Data extracted from a collection

================================

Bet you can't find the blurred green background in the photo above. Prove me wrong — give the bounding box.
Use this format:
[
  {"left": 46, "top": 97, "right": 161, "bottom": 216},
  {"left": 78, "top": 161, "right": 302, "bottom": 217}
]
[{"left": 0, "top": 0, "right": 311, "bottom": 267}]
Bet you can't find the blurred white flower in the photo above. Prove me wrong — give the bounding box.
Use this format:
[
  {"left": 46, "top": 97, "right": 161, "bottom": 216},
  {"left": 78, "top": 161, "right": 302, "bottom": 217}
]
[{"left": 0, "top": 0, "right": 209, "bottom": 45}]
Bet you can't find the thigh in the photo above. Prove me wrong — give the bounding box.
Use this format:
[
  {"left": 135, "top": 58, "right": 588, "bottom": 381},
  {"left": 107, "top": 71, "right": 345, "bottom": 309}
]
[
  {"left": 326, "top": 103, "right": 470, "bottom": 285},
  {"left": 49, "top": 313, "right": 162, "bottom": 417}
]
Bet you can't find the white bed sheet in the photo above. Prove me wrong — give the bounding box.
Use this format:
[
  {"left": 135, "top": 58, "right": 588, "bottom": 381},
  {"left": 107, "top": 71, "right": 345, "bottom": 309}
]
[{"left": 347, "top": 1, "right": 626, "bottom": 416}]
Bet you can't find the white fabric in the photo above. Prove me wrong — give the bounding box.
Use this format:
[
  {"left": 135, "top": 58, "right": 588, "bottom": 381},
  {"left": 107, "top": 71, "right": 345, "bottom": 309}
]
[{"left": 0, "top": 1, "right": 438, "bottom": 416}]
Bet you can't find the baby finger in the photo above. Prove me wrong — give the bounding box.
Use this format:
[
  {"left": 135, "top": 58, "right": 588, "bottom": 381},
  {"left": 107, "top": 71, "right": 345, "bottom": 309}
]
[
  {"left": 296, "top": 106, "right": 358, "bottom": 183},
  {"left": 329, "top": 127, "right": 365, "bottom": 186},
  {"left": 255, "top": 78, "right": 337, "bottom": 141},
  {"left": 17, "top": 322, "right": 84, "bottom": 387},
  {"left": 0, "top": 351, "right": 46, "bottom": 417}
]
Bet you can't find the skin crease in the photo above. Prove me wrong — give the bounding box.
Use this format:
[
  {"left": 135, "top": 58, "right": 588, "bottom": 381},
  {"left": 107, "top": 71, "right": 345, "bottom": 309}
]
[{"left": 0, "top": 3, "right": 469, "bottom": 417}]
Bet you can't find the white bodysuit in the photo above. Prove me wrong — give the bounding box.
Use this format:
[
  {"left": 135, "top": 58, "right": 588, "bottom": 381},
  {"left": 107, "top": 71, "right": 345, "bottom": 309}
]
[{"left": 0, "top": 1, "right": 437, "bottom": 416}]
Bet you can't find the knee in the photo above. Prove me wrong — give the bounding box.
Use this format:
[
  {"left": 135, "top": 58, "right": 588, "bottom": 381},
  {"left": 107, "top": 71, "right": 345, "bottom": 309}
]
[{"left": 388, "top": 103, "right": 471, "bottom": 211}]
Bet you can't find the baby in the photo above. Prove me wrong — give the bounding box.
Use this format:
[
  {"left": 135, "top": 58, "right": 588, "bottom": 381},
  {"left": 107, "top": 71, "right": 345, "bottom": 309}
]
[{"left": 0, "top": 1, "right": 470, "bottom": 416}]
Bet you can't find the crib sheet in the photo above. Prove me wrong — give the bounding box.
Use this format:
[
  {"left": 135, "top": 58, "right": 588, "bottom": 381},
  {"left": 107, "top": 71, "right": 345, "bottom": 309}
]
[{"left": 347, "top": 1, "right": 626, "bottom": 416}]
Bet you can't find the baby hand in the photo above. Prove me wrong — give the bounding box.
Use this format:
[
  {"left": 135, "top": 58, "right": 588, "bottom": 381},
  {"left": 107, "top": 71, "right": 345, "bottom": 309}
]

================================

=== DIRECTIONS ===
Determine how many lines above contain the string "bounding". Give only that number.

=== WRITTEN ANSWER ===
12